Copy out word for word the lines of the entries below, from the line containing "tag the overcast" through the final line of the entries, both included.
— Begin —
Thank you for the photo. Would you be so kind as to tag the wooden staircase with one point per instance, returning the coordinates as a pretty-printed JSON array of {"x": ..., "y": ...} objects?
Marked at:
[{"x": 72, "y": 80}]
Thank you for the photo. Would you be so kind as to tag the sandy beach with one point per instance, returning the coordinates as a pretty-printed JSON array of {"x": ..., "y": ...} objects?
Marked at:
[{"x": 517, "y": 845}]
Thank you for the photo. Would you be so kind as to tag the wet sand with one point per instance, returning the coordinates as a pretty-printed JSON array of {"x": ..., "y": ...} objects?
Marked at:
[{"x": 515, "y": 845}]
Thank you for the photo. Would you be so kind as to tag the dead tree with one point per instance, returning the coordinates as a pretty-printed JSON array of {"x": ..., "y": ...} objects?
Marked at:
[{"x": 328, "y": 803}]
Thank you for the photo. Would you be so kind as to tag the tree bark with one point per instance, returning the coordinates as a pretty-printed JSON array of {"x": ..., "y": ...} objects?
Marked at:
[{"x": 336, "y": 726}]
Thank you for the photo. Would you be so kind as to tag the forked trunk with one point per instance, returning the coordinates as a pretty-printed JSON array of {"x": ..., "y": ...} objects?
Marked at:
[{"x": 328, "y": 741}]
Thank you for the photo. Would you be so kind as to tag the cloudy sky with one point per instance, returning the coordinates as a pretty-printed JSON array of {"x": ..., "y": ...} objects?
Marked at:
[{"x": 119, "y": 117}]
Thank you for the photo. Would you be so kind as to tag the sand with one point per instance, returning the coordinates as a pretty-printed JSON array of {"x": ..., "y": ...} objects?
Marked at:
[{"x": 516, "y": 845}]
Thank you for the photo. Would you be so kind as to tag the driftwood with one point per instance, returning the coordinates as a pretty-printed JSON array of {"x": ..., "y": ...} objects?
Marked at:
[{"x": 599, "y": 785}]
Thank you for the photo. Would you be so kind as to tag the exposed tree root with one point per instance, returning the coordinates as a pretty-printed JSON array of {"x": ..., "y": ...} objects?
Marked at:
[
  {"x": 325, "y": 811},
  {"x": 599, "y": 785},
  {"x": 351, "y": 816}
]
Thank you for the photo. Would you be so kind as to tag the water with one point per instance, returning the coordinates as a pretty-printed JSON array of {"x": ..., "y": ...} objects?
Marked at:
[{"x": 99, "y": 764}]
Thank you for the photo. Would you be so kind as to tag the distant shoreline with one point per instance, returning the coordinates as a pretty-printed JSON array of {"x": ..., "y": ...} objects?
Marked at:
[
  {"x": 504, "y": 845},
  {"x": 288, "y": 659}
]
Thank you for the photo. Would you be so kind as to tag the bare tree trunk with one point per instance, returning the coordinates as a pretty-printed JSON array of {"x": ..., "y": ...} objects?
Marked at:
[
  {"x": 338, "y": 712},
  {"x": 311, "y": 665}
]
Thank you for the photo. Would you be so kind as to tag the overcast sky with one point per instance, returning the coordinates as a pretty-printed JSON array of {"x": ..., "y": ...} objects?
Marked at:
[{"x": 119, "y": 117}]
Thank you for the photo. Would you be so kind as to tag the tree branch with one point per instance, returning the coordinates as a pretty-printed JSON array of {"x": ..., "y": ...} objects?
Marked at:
— End —
## Expected answer
Thank you for the photo. Would you be so kind as to tag the overcast sky with one point per instance, returning the coordinates as a pretty-printed JSON array of {"x": ..., "y": ...} objects?
Marked at:
[{"x": 119, "y": 117}]
Thank you for the photo. Would you be so kind as to tag the tree branch with one point per instance, returning the coordinates as a pretty-printed JSON array of {"x": ..., "y": ...} objects?
Marked at:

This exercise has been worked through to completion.